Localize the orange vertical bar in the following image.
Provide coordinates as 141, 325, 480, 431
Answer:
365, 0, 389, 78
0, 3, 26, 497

_Problem to work on:_ Faithfully write out the entire listing, line by line.

_Exercise answer:_
Localize the orange vertical bar in the following image.
Provide coordinates as 141, 325, 480, 431
Answer:
365, 0, 389, 78
0, 3, 26, 497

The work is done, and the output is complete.